What to do |
Reproduce every line of the material below word for word, with nothing added or left out.

Object location annotation data:
* Start *

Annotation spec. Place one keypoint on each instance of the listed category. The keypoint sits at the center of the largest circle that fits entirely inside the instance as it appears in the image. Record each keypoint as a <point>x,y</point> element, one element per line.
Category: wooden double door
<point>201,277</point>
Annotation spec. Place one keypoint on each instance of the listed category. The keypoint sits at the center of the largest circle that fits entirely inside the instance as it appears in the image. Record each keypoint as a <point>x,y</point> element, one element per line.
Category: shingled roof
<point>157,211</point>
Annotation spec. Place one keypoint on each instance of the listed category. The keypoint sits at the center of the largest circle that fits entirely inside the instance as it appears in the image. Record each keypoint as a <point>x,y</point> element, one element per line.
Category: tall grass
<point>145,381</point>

* End *

Expected answer |
Annotation spec. Place one keypoint on each instance of the listed category. The keypoint sits at the center of the largest circle that fits entirely inside the instance as it appears in the image. Record each keypoint as a <point>x,y</point> element, one element per line.
Category: wooden double door
<point>201,277</point>
Annotation spec. Place one keypoint on each instance of the listed category. The keypoint sits at the center of the largest circle that fits entirely inside the instance as it appears in the image. Record each keypoint as a <point>x,y</point> element, one element per line.
Category: shingled roof
<point>157,211</point>
Annotation spec. Place one keypoint on each instance of the listed category. The keypoint sits at the center of the largest circle that fits entirely inside the instance as it appears in the image. Record each keypoint as a <point>x,y</point> element, one element per line.
Category: tall grass
<point>145,381</point>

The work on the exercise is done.